§ Your instructions
Please reproduce the passage from the kennel cough article below word for word, from "Kennel cough, or" up to and including "can spread easily.".

== Provided passage ==

Warwickshire vet is warning dog owners about a rising number of 'kennel cough' cases sweeping through the county
He fears the outbreak could worsen as more dogs go into kennels during the summer holidays
A Warwickshire vet is warning dog owners about a rising number of 'kennel cough' cases sweeping through the county.
Simon Davies, clinical director at Linnaeus-owned Avonvale Veterinary Centres, which has seven practices across Warwickshire, fears the outbreak could worsen as more dogs go into kennels during the summer holidays.
Kennel cough, or acute tracheobronchitis as it is medically known, is a highly contagious, airborne disease which is spread through dogs being in close contact, especially in poorly ventilated areas, and from sharing toys and bowls.
Simon said: “Unfortunately, we’ve had an increasing number of kennel cough cases across all of our practices over the past couple of months. The disease is a mixed viral and bacterial respiratory infection, which is airborne and highly contagious, so can spread easily.

===
== Given entries ==

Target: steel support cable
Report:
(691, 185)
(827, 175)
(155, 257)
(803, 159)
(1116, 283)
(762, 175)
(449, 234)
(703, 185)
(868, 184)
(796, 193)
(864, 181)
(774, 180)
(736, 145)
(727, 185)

===

§ Your response
Kennel cough, or acute tracheobronchitis as it is medically known, is a highly contagious, airborne disease which is spread through dogs being in close contact, especially in poorly ventilated areas, and from sharing toys and bowls.
Simon said: “Unfortunately, we’ve had an increasing number of kennel cough cases across all of our practices over the past couple of months. The disease is a mixed viral and bacterial respiratory infection, which is airborne and highly contagious, so can spread easily.